Labeled-object pointing entries

━━━━━━━━

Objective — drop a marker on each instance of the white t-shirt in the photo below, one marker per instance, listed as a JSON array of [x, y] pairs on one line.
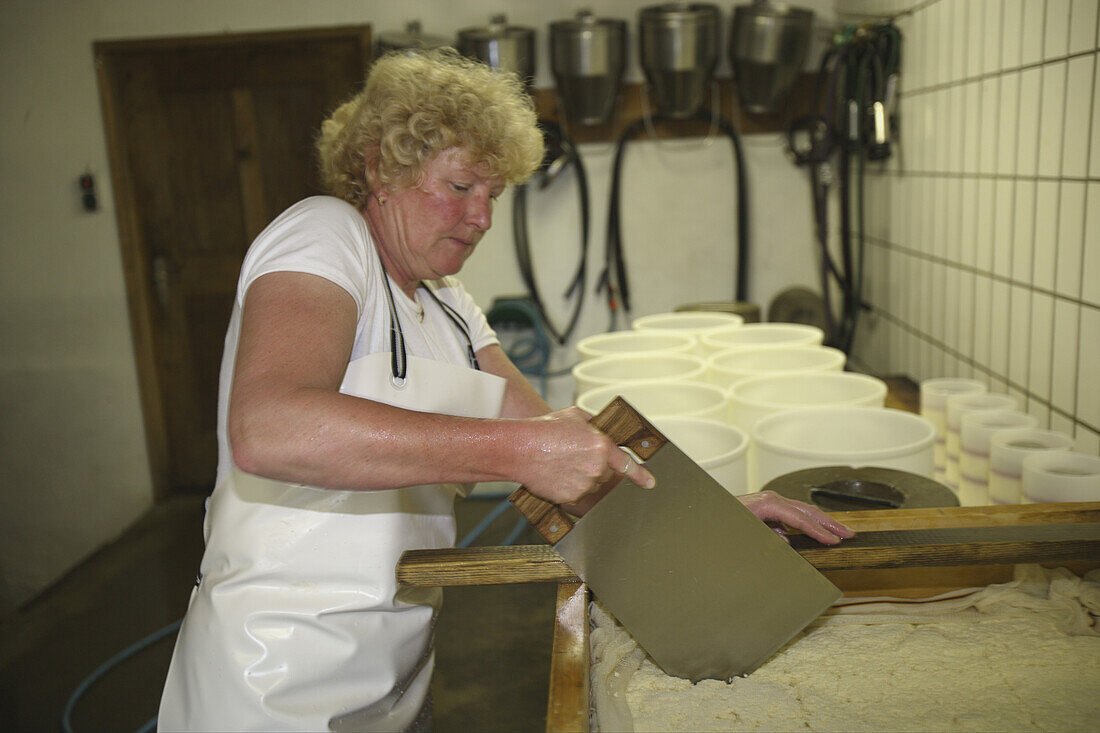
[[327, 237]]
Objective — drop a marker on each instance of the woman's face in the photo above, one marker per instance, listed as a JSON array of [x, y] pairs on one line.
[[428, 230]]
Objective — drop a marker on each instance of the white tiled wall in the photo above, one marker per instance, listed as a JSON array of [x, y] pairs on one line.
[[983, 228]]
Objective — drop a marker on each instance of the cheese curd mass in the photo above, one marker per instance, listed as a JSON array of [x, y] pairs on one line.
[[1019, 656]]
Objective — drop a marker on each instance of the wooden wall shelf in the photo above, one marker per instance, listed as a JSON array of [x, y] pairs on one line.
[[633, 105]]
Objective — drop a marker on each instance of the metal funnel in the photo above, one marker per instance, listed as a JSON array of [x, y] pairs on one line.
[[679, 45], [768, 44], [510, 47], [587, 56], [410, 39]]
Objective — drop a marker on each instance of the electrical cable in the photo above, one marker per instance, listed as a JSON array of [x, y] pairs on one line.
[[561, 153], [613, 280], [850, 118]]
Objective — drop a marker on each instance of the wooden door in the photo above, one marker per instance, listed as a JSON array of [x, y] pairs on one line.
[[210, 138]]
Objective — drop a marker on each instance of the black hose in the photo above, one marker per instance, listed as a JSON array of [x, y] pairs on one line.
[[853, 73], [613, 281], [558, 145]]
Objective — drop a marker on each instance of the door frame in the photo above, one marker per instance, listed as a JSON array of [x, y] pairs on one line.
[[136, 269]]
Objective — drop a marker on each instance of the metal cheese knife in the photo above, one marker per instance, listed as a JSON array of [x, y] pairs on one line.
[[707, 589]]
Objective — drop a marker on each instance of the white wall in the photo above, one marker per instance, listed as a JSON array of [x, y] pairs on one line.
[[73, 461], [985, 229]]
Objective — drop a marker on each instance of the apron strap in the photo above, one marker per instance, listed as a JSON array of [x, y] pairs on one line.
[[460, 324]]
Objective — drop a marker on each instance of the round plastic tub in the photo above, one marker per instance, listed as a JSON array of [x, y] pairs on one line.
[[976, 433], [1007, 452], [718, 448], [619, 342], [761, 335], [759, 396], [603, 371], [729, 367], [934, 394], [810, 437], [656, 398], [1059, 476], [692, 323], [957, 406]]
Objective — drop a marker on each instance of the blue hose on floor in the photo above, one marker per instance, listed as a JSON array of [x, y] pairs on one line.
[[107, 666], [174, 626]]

━━━━━━━━

* **What you are asked to do**
Lay out every line of the listing above as a Markdown table with the columns "Row" and "Line", numbering the rows and skipping blank lines. Leave the pictures out.

* **Exercise output**
| Row | Line |
|---|---|
| 1 | Objective — drop a marker on each instance of the white t-shirt in the photo below, one marker per instance, listed as a JSON array of [x, y] pairs on one line. |
| 2 | [[327, 237]] |
| 3 | Objective — drop a marker on each instance of the woman's face in the photo above, one marker per instance, listed as a JSON array of [x, y] pairs on one line. |
| 4 | [[428, 230]] |
| 5 | Objective — drop a marker on each instance of the white tiled wall in the photo above, one marker per instance, listed as a JSON array of [x, y] pairs on one line. |
| 6 | [[983, 228]] |
| 7 | Objective — drop a marker on each instance of the cheese curd mass in the photo above, one marker per instance, listed as a JSON array of [x, y] pairs on one line. |
| 8 | [[1019, 656]] |
| 9 | Objective — drop a marker on each instance of the wooden wall shelf in the photo above, one marker per instance, listed as a JSON array of [x, y] pairs on one line. |
| 10 | [[633, 105]] |
| 11 | Objective — drop a marker on each instance of the metal funnel in the photo above, one marker per instance, listed as a JSON array of [x, y] pairs on one line. |
| 12 | [[679, 45], [768, 44], [510, 47], [587, 56], [410, 39]] |
| 13 | Objective — drop a marker on each instance of the electrical cable in the photo above, one marker per instance, listed as a JSON array of [x, y] pairs on one line. |
| 14 | [[561, 153], [613, 280], [850, 118]] |
| 15 | Objective — drop a marker on each instance of the wooden door in the photo above, one marker per instance, listed as a JSON array of [x, y] pairs on one line. |
| 16 | [[210, 138]] |
| 17 | Objective — drop a marker on each instance of the black hose in the photo above, one marker per instance, listed as a JSON array of [x, y] pairs on one line. |
| 18 | [[853, 73], [613, 281], [558, 145]] |
| 19 | Objective — drop a marker on each instance of the door frame in the photo above, one marker per instance, listed as a JSON array of [x, y] pairs on one line. |
| 20 | [[136, 269]] |
| 21 | Objective — drop a marker on each instance of the metal cheese knife in the photo above, one marker per instance, listed as a JSON array of [x, y] pairs on one line. |
| 22 | [[707, 589]] |
| 23 | Objective — drop a marker on each instance of the white wall in the photo above, one marker per instance, listed as a JSON array of [x, y] pairs on one line. |
| 24 | [[73, 461], [985, 229]] |
| 25 | Objective — drop a marker on each instance of the apron strap in the photo above, one marker per instance, listed as a JSON array of [x, y] pairs on one line. |
| 26 | [[460, 324]] |
| 27 | Objective — drop a marker on each instance of the round plastic tub in the photo above, one marker per instance, listed as a JSON array of [x, y] pairs on one line. |
| 28 | [[976, 433], [1007, 452], [718, 448], [619, 342], [761, 335], [759, 396], [603, 371], [729, 367], [934, 394], [810, 437], [656, 398], [1059, 476], [692, 323], [957, 406]] |
| 29 | Objective — drop a marker on each instance of the blue hose on floor in the photo above, one marker per instance, listed as a JSON array of [x, y] pairs on one line. |
| 30 | [[107, 666], [174, 626]] |